▸ **Goal**
Copy out the entries starting at the line containing "Where can the overgrown" and ending at the line containing "<point>661,420</point>", with "wooden cart" changed to "wooden wagon" and nothing else altered.
══════
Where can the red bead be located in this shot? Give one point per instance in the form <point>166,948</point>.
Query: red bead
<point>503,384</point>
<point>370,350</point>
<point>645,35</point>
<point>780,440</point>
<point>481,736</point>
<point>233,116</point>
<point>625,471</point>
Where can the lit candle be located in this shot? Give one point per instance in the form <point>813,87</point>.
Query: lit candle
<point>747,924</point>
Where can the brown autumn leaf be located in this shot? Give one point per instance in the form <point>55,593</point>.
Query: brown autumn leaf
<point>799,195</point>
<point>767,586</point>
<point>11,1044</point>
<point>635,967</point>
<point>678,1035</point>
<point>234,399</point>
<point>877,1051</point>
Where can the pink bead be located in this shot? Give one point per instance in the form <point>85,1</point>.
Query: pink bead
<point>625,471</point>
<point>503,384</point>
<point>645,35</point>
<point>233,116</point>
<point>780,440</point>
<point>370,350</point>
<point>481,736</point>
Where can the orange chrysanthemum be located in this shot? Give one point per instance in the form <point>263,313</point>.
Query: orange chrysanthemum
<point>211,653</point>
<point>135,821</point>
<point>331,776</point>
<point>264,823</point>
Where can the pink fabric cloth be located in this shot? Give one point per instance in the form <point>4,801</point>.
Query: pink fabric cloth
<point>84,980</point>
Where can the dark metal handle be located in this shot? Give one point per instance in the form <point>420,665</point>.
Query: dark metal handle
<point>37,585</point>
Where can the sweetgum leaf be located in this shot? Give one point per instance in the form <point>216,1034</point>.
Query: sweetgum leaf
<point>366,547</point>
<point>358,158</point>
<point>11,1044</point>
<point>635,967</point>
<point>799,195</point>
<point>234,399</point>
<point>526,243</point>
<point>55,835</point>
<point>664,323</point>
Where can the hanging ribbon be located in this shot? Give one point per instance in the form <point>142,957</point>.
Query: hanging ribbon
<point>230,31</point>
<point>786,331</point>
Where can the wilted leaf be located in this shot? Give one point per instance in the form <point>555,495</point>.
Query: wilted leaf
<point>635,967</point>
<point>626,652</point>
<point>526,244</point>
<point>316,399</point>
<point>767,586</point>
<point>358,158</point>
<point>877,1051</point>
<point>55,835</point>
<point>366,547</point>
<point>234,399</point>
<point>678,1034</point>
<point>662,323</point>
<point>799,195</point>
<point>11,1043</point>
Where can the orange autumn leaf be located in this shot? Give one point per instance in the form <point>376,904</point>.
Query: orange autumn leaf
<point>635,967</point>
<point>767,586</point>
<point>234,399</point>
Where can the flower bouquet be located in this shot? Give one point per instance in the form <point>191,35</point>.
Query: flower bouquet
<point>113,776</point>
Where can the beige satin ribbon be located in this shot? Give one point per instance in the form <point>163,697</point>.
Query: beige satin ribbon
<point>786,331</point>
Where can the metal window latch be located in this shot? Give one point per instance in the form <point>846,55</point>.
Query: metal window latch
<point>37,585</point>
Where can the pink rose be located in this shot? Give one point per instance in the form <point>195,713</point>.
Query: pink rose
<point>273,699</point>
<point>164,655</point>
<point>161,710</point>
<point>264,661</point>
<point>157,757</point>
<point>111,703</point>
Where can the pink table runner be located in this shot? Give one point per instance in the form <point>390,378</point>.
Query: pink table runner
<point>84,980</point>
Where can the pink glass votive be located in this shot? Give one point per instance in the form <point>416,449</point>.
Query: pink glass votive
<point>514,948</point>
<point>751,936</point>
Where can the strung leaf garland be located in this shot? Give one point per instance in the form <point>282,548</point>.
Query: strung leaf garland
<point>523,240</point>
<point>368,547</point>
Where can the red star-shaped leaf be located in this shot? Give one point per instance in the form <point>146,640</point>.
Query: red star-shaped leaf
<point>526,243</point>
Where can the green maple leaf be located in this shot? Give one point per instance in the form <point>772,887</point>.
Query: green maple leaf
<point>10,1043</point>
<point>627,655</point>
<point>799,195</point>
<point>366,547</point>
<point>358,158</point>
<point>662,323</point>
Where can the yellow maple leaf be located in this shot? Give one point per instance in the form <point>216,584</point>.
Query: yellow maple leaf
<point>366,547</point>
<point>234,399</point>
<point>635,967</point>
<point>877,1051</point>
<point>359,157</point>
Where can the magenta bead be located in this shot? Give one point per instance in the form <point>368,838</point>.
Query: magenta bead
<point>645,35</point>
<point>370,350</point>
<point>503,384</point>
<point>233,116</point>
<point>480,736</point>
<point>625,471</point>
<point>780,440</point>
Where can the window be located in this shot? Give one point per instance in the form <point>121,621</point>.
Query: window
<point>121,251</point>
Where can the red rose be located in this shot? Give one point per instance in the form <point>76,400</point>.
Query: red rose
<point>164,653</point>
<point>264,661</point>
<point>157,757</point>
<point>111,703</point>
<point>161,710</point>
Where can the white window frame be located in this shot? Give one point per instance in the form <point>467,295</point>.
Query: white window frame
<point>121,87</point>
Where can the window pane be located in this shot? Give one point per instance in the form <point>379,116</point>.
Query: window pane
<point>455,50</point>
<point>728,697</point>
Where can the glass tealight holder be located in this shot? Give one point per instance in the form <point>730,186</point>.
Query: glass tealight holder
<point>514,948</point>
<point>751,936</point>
══════
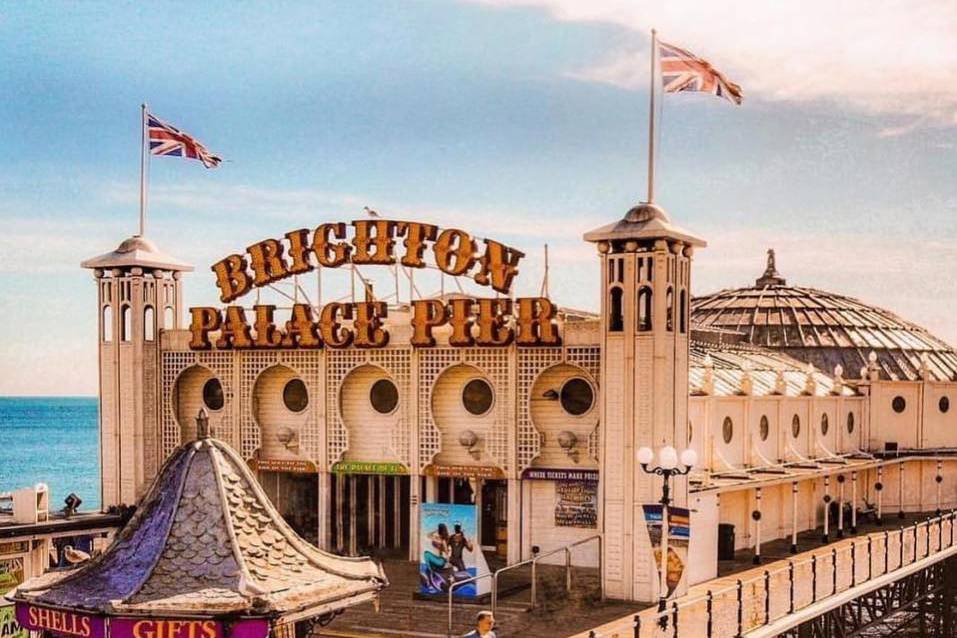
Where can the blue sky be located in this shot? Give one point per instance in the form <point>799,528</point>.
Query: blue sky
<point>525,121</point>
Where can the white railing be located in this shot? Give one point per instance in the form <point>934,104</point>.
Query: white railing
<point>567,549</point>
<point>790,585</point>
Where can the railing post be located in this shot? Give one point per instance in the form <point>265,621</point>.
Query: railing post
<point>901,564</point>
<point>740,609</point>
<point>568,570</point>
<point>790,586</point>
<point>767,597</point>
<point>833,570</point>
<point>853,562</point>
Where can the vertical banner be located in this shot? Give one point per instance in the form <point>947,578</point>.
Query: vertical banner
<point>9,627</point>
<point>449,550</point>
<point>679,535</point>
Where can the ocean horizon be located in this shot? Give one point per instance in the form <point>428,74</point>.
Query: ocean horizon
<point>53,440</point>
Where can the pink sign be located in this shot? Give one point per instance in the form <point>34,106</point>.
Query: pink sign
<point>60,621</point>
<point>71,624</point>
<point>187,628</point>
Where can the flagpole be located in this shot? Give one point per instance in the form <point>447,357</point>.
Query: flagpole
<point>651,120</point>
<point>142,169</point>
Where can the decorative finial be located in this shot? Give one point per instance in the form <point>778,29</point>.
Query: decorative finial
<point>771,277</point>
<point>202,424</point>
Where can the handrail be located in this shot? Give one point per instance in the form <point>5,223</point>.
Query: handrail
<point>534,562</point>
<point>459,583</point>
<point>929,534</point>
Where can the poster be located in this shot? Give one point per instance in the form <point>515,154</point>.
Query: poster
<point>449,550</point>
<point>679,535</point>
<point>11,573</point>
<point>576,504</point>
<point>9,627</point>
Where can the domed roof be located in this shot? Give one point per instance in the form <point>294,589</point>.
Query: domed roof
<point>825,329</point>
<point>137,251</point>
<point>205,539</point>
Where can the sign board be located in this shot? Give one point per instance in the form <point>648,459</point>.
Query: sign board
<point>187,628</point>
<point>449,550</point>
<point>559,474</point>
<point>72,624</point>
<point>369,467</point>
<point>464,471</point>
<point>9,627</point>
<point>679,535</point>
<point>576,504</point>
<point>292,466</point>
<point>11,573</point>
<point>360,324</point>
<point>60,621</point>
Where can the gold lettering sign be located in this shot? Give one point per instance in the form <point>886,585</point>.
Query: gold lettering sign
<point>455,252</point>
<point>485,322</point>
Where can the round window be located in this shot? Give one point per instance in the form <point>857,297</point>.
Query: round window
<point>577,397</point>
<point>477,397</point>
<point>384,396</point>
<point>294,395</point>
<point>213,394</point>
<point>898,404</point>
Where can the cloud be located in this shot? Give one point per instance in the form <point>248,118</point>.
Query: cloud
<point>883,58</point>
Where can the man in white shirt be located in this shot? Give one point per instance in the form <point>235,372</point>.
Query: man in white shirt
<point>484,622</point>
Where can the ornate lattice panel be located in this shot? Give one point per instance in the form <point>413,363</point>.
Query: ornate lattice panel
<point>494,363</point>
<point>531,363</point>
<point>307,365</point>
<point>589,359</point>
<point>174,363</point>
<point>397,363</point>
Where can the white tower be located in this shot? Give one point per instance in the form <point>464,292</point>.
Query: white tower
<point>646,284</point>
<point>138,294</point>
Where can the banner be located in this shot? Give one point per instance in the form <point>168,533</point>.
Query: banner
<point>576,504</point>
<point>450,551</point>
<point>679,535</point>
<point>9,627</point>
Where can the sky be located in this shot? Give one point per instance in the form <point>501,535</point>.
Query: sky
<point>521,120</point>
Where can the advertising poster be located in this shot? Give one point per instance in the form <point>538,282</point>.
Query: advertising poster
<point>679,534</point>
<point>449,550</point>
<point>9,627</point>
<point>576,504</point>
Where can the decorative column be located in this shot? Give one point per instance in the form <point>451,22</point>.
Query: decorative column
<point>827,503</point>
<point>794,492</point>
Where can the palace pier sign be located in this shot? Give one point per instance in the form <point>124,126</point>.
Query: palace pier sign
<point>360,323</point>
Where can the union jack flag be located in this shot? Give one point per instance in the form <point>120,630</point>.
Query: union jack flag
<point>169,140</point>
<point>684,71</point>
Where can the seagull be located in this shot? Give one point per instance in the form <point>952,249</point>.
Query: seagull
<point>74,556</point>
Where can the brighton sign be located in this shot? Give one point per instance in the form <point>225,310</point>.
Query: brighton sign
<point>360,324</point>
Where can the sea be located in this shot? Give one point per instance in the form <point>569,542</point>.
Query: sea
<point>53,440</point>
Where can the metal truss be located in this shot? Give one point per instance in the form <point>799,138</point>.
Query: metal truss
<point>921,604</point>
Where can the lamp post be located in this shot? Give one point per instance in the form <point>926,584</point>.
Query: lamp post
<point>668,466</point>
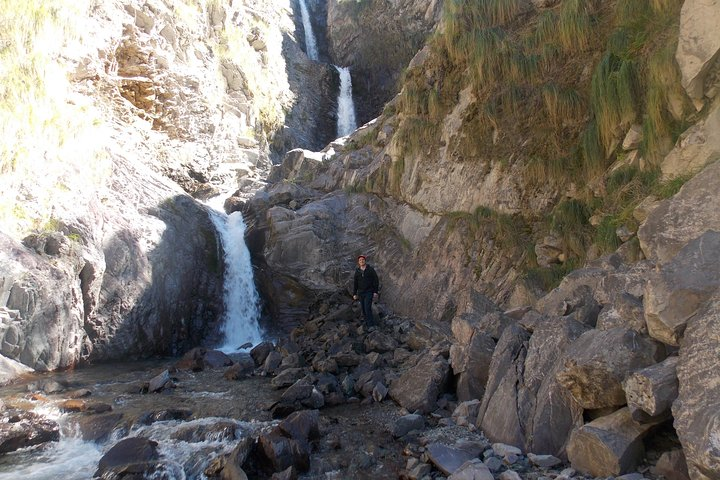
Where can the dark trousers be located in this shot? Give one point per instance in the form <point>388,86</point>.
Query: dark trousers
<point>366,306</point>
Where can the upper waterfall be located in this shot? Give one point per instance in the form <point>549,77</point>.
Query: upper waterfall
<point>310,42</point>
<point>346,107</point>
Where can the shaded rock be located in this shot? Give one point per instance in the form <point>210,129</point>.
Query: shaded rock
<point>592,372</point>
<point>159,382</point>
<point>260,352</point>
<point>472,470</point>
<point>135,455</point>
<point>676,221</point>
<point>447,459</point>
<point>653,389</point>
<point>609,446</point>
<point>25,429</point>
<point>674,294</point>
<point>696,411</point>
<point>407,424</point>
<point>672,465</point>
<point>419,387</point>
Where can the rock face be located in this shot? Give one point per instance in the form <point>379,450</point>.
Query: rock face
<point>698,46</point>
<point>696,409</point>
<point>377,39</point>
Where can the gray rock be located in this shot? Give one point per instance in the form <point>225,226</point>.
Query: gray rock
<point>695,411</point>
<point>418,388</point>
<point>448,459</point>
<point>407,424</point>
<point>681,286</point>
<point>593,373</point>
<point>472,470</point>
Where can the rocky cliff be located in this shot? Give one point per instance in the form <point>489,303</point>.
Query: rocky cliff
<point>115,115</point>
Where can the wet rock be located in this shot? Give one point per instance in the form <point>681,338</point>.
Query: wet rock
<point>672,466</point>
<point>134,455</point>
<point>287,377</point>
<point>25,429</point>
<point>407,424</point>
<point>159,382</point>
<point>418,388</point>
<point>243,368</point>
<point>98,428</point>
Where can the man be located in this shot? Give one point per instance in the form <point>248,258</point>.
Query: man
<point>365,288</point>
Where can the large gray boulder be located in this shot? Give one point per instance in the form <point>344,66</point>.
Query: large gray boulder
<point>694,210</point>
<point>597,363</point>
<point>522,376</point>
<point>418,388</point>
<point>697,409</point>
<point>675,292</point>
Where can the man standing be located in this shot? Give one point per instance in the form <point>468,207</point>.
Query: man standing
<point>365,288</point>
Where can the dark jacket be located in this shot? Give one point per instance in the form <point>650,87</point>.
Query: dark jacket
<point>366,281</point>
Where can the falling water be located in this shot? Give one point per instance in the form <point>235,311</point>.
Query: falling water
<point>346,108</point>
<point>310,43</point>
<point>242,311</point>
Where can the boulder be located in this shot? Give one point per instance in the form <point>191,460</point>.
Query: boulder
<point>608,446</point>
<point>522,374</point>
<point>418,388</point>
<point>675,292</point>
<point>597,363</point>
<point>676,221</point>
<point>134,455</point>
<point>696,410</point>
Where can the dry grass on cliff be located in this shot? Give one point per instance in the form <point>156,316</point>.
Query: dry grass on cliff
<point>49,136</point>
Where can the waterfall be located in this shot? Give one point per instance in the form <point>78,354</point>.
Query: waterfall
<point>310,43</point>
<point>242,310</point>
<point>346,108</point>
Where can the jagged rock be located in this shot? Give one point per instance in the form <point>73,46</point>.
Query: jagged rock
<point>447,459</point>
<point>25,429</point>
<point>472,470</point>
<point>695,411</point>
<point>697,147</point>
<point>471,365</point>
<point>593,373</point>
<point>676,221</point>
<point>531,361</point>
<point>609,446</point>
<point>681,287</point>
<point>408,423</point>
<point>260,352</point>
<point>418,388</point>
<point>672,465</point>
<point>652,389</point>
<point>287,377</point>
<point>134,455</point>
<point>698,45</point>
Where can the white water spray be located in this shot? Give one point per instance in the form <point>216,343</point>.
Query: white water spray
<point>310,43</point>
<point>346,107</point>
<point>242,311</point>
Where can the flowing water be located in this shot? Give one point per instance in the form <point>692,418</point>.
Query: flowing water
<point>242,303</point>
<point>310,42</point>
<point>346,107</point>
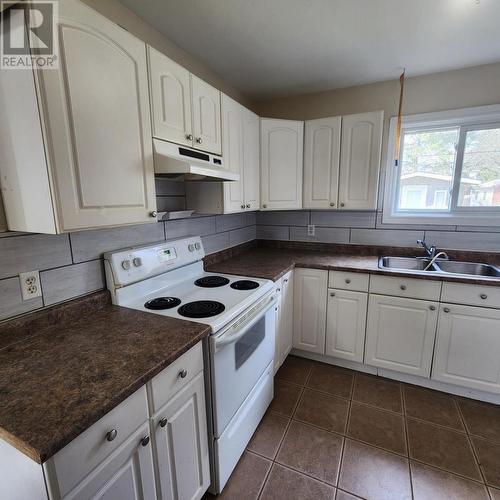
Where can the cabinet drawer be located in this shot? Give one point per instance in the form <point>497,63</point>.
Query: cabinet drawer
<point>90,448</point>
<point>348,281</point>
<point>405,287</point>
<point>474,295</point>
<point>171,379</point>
══════
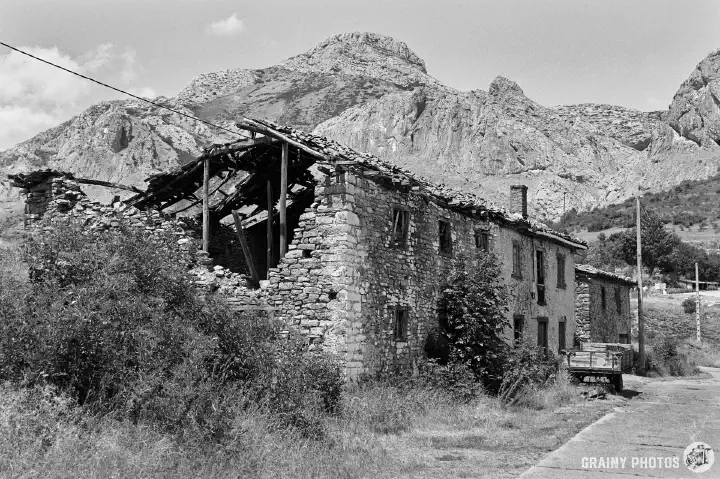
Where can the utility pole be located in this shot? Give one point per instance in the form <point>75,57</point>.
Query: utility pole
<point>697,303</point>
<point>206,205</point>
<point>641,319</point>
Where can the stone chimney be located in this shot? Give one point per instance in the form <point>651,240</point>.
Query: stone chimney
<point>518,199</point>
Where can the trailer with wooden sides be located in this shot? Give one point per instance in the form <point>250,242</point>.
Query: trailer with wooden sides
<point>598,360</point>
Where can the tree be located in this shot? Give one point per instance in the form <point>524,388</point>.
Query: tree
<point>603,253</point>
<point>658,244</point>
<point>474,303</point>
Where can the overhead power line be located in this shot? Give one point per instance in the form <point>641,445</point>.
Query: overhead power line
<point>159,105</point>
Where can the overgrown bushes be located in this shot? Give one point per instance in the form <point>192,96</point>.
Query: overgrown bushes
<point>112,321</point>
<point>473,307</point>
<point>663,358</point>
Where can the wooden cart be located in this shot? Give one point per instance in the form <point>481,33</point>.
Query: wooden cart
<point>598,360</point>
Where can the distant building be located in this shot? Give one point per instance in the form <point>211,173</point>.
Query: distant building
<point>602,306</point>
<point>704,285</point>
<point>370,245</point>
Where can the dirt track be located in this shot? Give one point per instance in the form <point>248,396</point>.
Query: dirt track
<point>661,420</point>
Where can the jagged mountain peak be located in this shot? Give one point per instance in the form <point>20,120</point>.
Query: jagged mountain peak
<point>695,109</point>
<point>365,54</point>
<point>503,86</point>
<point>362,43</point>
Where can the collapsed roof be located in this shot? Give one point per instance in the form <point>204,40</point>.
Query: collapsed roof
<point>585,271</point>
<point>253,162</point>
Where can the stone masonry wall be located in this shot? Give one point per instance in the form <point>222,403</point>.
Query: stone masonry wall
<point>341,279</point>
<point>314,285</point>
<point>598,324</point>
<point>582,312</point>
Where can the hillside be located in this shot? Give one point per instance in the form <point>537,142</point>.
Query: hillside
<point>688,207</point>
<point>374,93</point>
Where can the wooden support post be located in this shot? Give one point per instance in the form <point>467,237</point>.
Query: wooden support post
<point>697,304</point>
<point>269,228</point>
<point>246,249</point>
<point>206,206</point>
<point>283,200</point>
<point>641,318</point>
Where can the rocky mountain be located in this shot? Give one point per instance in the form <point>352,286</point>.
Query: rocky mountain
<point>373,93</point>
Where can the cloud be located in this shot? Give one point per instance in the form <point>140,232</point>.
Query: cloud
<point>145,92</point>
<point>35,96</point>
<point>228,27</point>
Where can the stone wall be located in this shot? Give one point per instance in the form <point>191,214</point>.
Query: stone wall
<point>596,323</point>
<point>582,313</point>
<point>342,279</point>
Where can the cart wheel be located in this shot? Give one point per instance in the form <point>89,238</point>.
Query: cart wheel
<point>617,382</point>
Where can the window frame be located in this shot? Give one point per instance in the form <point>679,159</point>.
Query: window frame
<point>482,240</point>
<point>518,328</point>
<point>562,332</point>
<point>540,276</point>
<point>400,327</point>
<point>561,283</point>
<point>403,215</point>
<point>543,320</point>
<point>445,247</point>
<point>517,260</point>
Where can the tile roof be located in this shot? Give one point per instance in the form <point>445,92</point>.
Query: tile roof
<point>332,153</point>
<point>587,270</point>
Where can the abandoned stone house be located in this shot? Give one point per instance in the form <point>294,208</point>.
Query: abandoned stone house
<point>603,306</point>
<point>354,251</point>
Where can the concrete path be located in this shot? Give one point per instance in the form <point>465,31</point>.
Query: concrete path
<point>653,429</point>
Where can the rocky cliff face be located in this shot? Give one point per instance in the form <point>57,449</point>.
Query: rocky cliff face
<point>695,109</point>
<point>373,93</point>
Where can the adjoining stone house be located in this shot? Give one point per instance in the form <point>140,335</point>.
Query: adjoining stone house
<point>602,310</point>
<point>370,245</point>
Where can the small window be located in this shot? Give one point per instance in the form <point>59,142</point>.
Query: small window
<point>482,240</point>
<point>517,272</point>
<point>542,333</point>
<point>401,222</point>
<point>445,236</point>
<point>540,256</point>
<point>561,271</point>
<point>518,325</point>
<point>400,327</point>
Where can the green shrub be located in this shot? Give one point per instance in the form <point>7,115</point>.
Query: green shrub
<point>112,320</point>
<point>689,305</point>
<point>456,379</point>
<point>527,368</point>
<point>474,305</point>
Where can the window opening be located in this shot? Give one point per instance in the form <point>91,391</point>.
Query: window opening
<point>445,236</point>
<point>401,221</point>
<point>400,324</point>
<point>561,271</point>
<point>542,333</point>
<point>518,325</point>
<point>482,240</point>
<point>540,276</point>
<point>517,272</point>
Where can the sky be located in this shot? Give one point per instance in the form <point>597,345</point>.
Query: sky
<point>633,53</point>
══════
▸ **Exercise output**
Where can the overgrown bushes be located in this shot? Give one point per instance in the form <point>192,96</point>.
Query: overgrown bushes
<point>112,321</point>
<point>473,307</point>
<point>663,358</point>
Where can the wooden wagon be located in this shot? Give one point per instance in the form <point>481,33</point>.
Query: wooden wagon
<point>598,360</point>
Where can the distant building be located in this shot? Give one point per instance in the form <point>211,173</point>.
Query: distant building
<point>602,306</point>
<point>704,285</point>
<point>370,245</point>
Where can the dirt track be located in this shot? Give one point per instance in the form <point>248,396</point>.
Query: dirt track
<point>661,420</point>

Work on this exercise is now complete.